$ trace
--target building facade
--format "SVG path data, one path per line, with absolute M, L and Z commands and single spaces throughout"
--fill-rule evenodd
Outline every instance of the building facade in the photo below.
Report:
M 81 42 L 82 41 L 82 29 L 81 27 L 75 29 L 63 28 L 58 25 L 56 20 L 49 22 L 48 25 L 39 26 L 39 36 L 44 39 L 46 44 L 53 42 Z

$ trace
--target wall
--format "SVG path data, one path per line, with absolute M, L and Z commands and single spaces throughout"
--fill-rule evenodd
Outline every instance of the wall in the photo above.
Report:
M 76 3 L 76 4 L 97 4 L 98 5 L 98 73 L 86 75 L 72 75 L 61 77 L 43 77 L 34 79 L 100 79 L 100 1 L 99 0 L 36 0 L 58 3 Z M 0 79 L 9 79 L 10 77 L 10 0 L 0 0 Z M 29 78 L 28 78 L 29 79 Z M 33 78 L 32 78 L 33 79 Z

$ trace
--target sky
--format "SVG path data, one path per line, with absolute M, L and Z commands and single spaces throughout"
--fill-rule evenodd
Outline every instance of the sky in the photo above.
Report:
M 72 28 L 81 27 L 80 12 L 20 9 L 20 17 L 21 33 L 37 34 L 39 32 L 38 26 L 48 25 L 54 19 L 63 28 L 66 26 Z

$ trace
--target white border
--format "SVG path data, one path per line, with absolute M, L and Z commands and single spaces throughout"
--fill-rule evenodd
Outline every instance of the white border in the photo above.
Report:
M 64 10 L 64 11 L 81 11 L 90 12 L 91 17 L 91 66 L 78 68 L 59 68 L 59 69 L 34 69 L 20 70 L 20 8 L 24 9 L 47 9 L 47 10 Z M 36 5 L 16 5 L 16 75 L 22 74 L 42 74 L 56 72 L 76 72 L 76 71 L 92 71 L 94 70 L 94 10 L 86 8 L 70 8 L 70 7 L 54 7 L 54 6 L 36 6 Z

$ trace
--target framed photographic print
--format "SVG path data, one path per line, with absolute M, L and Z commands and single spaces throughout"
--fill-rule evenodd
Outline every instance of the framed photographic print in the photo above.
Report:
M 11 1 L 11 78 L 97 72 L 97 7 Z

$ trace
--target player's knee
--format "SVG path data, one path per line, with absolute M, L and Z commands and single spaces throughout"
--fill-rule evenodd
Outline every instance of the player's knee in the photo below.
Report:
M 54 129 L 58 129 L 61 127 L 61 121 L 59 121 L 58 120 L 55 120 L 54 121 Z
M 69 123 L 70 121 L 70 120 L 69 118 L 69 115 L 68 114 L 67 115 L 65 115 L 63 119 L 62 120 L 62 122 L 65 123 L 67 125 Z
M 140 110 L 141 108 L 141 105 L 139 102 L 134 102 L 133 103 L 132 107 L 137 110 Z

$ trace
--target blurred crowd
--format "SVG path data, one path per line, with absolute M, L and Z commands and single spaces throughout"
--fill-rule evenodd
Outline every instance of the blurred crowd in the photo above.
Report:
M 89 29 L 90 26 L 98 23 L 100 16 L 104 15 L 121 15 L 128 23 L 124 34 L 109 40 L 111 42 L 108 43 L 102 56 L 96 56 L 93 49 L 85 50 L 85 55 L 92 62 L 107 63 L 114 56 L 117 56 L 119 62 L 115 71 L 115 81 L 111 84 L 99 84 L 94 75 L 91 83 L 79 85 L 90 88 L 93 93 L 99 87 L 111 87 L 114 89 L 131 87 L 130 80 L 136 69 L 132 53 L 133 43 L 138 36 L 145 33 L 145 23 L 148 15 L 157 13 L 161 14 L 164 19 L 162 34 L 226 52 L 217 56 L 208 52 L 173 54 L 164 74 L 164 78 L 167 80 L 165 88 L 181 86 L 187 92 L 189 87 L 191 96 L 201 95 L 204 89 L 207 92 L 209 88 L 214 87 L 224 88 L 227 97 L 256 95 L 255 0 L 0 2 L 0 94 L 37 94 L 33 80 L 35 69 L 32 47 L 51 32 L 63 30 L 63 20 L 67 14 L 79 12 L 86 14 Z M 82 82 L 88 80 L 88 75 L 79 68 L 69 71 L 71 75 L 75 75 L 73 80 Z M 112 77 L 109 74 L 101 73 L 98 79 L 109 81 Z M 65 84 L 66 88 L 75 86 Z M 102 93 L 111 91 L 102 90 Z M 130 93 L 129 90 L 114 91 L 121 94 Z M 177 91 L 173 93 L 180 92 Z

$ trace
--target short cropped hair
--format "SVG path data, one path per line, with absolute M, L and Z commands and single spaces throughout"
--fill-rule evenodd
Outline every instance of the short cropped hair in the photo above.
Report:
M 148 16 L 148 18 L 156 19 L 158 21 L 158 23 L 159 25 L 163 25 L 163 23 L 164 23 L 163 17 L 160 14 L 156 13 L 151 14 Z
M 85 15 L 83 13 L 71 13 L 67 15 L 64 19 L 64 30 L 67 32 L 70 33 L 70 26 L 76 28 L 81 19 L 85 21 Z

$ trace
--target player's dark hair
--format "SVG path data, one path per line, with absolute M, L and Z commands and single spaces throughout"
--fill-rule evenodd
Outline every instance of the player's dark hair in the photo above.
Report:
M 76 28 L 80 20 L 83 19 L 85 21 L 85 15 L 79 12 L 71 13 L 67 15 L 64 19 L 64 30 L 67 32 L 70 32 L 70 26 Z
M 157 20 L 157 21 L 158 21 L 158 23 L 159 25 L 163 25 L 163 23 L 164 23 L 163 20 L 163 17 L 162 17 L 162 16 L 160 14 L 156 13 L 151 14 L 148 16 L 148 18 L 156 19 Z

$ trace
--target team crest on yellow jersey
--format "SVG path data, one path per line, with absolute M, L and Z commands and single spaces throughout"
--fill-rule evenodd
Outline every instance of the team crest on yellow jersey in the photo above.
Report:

▶ [WHAT YOU ARE ASKED TO DO]
Please copy out all of the records above word for word, keeping every line unchanged.

▶ [FULL SOLUTION]
$ trace
--target building facade
--format "SVG path data, one path per line, with absolute M, L and Z commands and single spaces throughout"
--fill-rule evenodd
Outline every instance of the building facade in the photo below.
Report:
M 81 42 L 82 41 L 82 29 L 81 27 L 75 29 L 63 28 L 58 25 L 56 20 L 49 22 L 48 25 L 39 26 L 39 36 L 44 39 L 46 44 L 53 42 Z

$ trace
--target wall
--format "SVG path data, one path per line, with absolute M, L and Z commands and single spaces throughout"
--fill-rule evenodd
Outline every instance of the wall in the photo above.
Report:
M 76 3 L 76 4 L 97 4 L 98 5 L 98 73 L 86 75 L 72 75 L 61 77 L 43 77 L 34 79 L 100 79 L 100 1 L 99 0 L 36 0 L 58 3 Z M 0 79 L 9 79 L 10 77 L 10 0 L 0 0 Z M 29 78 L 28 78 L 29 79 Z M 33 78 L 32 78 L 33 79 Z

$ trace
--target sky
--format "SVG path data, one path per line, with absolute M, L and Z commands and single spaces throughout"
--fill-rule evenodd
Outline every instance of the sky in the photo above.
Report:
M 72 28 L 81 27 L 80 12 L 20 9 L 20 17 L 21 33 L 37 34 L 39 32 L 38 26 L 48 25 L 54 19 L 63 28 L 66 26 Z

$ trace
--target white border
--format "SVG path data, one path per line, with absolute M, L and Z commands and single spaces throughout"
--fill-rule evenodd
Outline every instance of the white border in the photo above.
Report:
M 64 10 L 64 11 L 81 11 L 90 12 L 91 17 L 91 66 L 78 68 L 59 68 L 59 69 L 34 69 L 20 70 L 20 8 L 24 9 L 47 9 L 47 10 Z M 36 5 L 16 5 L 16 75 L 22 74 L 42 74 L 56 72 L 76 72 L 76 71 L 92 71 L 94 70 L 94 10 L 86 8 L 70 8 L 70 7 L 54 7 L 54 6 L 36 6 Z

$ trace
--target framed photographic print
--format "SVG path data, one path per line, with absolute M, L and Z commands and single spaces throughout"
--fill-rule evenodd
Outline every instance of the framed photographic print in the photo above.
Report:
M 11 1 L 11 78 L 97 72 L 97 7 Z

$ trace
--target player's knee
--format "SVG path data, one path per line, with absolute M, L and Z commands and single spaces throughout"
--fill-rule evenodd
Outline every instance of the player's knee in the photo below.
Report:
M 54 129 L 58 129 L 61 127 L 61 121 L 59 121 L 58 120 L 55 120 L 54 121 Z
M 69 123 L 70 121 L 70 120 L 69 118 L 69 115 L 68 114 L 67 115 L 65 115 L 63 119 L 62 120 L 62 122 L 65 123 L 67 125 Z
M 140 110 L 141 108 L 141 105 L 139 102 L 134 102 L 133 103 L 132 107 L 137 110 Z

$ trace
--target blurred crowd
--format "SVG path data, one path per line, with absolute M, L and Z commands and single spaces throughout"
--fill-rule evenodd
Outline every instance of the blurred crowd in the photo above.
Report:
M 89 29 L 90 26 L 98 23 L 100 16 L 104 15 L 121 15 L 128 23 L 124 34 L 109 40 L 111 42 L 108 43 L 102 56 L 96 56 L 93 49 L 85 50 L 85 55 L 92 62 L 107 63 L 114 56 L 117 56 L 119 62 L 115 71 L 115 81 L 111 84 L 99 84 L 94 75 L 91 83 L 79 85 L 90 88 L 93 93 L 99 87 L 111 87 L 114 89 L 131 87 L 130 80 L 136 69 L 132 53 L 133 43 L 138 36 L 145 33 L 145 23 L 148 15 L 157 13 L 161 14 L 164 19 L 162 34 L 226 52 L 217 56 L 208 52 L 173 54 L 164 74 L 164 78 L 167 80 L 165 88 L 181 86 L 187 92 L 189 87 L 191 96 L 201 95 L 204 89 L 207 92 L 209 88 L 214 87 L 224 88 L 227 97 L 256 95 L 255 0 L 0 2 L 0 94 L 37 94 L 33 80 L 35 69 L 32 47 L 51 32 L 63 30 L 63 20 L 67 14 L 79 12 L 86 14 Z M 82 82 L 88 80 L 88 75 L 79 68 L 69 71 L 71 75 L 75 75 L 73 80 Z M 112 77 L 109 74 L 101 73 L 98 79 L 109 81 Z M 65 84 L 66 88 L 75 86 Z M 102 93 L 111 91 L 102 90 Z M 130 93 L 129 90 L 114 91 L 121 94 Z M 177 91 L 173 93 L 180 92 Z

$ trace
--target short cropped hair
--format "SVG path data, one path per line, with absolute M, L and Z commands and single spaces throughout"
--fill-rule evenodd
Outline every instance of the short cropped hair in the photo above.
Report:
M 148 16 L 148 18 L 156 19 L 158 21 L 158 23 L 159 25 L 163 25 L 163 23 L 164 23 L 163 17 L 160 14 L 156 13 L 151 14 Z
M 85 15 L 83 13 L 71 13 L 67 15 L 64 19 L 64 30 L 67 32 L 70 33 L 70 26 L 76 28 L 81 19 L 85 21 Z

$ trace
--target player's dark hair
--format "SVG path data, one path per line, with absolute M, L and Z commands and single spaces throughout"
--fill-rule evenodd
Outline every instance of the player's dark hair in the photo above.
Report:
M 76 28 L 80 20 L 83 19 L 85 21 L 85 15 L 79 12 L 71 13 L 67 15 L 64 19 L 64 30 L 67 32 L 70 32 L 70 26 Z
M 157 20 L 157 21 L 158 21 L 158 23 L 159 25 L 163 25 L 163 23 L 164 23 L 163 20 L 163 17 L 162 17 L 162 16 L 160 14 L 156 13 L 151 14 L 148 16 L 148 18 L 156 19 Z

$ trace
--target team crest on yellow jersey
--format "SVG path data, one path per line, with absolute M, L and Z commands and single spaces throughout"
--fill-rule evenodd
Outline every instance of the team crest on yellow jersey in the photo above.
Report:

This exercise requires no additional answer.